Partimos de una base: la fuerza de seducción que ejerce todo acto de libertad. En un acto de violación alguien ejerce su libertad de la forma más radical.
Pensemos una situación cotidiana: uno ve una mujer entrando a una cabina de cobro automático, con una estampa espléndida, grácil, de curvas armoniosas, con un trasero admirable. Y sobreviene la “loca” tentación de acercarse, de soñar o delirar “equivocarse” e introducirse con ella en la cabina… uno sueña con su aquiescencia, que el contacto visual nos acerque y no nos repela, que perciba nuestra admiración y la necesite. Sólo que semejante “despliegue” se ejercería a costa de la falta más radical de libertad de la otra parte; de la mujer en este caso, como una libertad de “elección” unidireccional, sin diálogo.
En general diría que los hombres “cualquiera” (como cree ser el que esto escribe), ni en los sueños más excitantes, ni en los ensueños más elaborados, llegan a la violación; el ensueño pasa más bien por la magia del contacto, del encuentro, de la afinidad intuitiva, de la aceptación, la confianza recíproca, la atracción también recíproca. Por lo que nos presentara Leibovitz.

# Tu tarea
En la situación cotidiana que plantea el fragmento, ¿en qué lugar se ve entrar a la mujer? Los registros proceden de una fuente distinta.

# Contenido de registros
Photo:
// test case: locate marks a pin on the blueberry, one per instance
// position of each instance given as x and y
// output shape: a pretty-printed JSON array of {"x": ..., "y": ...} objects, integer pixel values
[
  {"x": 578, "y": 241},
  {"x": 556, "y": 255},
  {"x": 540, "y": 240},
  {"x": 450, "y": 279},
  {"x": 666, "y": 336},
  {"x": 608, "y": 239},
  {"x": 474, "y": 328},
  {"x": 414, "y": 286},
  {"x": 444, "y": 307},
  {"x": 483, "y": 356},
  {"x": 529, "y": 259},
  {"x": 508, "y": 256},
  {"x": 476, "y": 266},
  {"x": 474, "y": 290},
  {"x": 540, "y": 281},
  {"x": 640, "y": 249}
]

# Solución propuesta
En una cabina de cobro automático.